Saved entries —
....................

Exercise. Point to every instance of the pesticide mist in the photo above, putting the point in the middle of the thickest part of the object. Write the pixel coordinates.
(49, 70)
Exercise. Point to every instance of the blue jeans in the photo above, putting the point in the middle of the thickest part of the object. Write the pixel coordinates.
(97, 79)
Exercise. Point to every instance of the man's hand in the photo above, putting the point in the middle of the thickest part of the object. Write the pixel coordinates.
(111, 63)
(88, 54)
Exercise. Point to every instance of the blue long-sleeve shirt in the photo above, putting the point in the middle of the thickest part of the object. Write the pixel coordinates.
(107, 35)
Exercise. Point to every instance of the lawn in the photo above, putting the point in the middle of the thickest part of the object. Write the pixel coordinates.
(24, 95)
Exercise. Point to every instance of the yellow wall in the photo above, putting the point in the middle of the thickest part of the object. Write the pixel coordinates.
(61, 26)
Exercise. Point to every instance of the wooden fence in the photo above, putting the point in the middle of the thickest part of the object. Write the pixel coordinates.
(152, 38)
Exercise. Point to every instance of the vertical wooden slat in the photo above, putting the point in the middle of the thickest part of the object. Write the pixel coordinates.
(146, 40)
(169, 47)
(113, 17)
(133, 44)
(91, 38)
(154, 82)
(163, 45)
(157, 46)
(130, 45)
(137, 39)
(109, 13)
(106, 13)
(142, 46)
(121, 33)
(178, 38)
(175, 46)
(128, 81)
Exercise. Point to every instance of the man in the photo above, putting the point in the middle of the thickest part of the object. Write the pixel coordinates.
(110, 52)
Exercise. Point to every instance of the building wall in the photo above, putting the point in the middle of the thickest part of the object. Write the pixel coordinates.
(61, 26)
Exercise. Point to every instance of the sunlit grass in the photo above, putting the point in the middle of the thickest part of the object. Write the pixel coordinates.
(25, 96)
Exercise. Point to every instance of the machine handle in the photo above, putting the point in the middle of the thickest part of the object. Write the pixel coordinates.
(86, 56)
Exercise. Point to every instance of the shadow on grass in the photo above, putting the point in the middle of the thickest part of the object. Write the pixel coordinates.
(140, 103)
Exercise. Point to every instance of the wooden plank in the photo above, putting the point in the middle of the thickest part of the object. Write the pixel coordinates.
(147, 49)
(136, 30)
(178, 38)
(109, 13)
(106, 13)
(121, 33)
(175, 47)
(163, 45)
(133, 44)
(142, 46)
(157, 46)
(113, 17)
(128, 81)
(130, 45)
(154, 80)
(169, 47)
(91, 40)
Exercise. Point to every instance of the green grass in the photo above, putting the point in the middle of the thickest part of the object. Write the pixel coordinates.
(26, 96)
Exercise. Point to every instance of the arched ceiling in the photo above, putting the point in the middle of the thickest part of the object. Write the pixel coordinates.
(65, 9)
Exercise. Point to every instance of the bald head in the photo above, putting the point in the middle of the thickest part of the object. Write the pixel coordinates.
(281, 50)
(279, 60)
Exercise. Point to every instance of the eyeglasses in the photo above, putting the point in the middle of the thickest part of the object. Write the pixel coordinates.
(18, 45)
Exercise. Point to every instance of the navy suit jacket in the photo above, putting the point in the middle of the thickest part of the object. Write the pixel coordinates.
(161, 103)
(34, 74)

....................

Exercise description — Output nothing but the line containing "Exercise. Point to every instance of the navy" and each line after it in the entries above, exactly as written.

Result below —
Exercise. Point to every instance of the navy suit jacket in the photo above, putting the point in the middle of the thickest part of the object. Write the pixel coordinates.
(161, 103)
(34, 74)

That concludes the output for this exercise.